マッケンジー法
「あなた」自身が
自分で治す唯一の方法
これから、あなた自身が自分で痛みを治していくための唯一の方法について解説していきます。
病院に行っても、整骨院に行っても、鍼灸院に行っても、どこに行っても治らない痛みが、自分自身で治せるの?と疑問に思われるかもしれません。専門的な知識と技術を持った医者や治療家の先生でも治せないこの痛みを、何の知識もない素人の自分にそんなことできるわけがない…。最初は皆さん、そう感じます。
ですが、私はむしろ、「あなた自身が自分で治す以外に方法はない」と確信しています。まずは、その理由について説明していきます。
なぜ、「痛み」が起こるのか?
この疑問について考えたことがありますか?
おそらくこの記事を読んでいるあなたは、腰痛、肩こり、頭痛、膝痛、手足の痛み、ヘルニア・狭窄症による神経痛、その他、原因の分からない慢性的な痛みに悩まされていることと思います。

▶ **データ資料**
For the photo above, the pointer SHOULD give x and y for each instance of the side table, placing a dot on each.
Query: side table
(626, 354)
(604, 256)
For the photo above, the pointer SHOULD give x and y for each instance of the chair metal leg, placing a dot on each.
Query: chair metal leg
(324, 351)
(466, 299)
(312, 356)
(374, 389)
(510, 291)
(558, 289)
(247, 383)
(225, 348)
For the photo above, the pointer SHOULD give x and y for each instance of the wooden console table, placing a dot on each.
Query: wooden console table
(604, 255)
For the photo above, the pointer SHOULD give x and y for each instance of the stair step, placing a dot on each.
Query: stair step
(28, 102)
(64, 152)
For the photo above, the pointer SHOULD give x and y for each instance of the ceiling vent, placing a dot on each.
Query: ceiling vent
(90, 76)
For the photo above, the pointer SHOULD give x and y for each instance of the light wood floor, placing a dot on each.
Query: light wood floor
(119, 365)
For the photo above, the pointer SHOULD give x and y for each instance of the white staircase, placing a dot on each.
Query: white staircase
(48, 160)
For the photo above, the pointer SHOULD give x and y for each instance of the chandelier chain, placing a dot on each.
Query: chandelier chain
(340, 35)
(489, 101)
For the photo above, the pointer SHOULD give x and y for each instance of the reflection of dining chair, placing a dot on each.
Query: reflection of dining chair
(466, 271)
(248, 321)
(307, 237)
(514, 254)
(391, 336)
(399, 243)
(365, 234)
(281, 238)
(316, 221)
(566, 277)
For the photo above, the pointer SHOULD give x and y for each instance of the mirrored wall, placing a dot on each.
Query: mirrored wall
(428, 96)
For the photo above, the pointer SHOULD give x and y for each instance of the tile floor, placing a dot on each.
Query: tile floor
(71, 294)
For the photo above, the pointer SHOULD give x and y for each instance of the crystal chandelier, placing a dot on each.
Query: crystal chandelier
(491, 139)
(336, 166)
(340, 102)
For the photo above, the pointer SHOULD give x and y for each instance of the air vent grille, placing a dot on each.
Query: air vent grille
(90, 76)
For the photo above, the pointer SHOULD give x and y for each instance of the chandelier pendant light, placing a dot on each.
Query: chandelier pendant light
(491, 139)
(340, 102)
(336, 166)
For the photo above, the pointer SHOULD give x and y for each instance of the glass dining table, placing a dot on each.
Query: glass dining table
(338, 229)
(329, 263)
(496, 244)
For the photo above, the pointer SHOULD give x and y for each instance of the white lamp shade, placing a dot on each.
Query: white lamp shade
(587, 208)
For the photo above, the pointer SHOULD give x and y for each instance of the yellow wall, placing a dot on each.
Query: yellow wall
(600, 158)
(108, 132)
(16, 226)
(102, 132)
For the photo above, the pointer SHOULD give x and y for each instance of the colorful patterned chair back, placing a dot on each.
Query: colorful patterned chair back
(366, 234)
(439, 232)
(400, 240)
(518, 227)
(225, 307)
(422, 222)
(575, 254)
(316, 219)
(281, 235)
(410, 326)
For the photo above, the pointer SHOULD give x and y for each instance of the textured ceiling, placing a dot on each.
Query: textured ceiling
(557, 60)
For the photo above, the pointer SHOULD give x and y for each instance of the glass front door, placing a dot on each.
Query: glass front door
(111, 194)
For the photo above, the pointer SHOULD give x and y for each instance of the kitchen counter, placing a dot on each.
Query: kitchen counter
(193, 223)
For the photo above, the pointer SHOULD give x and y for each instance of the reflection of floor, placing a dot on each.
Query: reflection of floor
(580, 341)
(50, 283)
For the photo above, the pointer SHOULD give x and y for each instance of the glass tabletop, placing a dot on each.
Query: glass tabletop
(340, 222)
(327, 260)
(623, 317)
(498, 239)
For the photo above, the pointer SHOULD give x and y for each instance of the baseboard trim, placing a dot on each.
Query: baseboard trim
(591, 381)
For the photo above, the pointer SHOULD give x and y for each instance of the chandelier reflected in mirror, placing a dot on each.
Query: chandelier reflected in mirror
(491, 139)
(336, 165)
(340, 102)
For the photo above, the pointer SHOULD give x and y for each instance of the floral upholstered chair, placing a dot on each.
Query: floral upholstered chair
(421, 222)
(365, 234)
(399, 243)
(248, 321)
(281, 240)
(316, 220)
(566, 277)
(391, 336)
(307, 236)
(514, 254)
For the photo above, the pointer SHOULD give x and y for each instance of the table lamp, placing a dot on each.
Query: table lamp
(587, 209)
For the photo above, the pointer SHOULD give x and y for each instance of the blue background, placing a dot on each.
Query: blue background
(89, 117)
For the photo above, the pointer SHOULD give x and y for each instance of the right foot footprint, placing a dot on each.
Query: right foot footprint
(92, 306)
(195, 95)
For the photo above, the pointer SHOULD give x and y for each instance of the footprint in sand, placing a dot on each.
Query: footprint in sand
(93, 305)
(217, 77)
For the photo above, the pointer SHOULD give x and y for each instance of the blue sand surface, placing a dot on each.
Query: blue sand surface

▶ **課題**
マッケンジー法についての本文のうち、「病院に行っても、整骨院に行っ」を含む語句で始まり「まされていることと思います。」で終わる部分を、一字一句変えずに出力せよ。 この資料は別の出典から取ったものである。

▶ **出力結果**
病院に行っても、整骨院に行っても、鍼灸院に行っても、どこに行っても治らない痛みが、自分自身で治せるの?と疑問に思われるかもしれません。専門的な知識と技術を持った医者や治療家の先生でも治せないこの痛みを、何の知識もない素人の自分にそんなことできるわけがない…。最初は皆さん、そう感じます。
ですが、私はむしろ、「あなた自身が自分で治す以外に方法はない」と確信しています。まずは、その理由について説明していきます。
なぜ、「痛み」が起こるのか?
この疑問について考えたことがありますか?
おそらくこの記事を読んでいるあなたは、腰痛、肩こり、頭痛、膝痛、手足の痛み、ヘルニア・狭窄症による神経痛、その他、原因の分からない慢性的な痛みに悩まされていることと思います。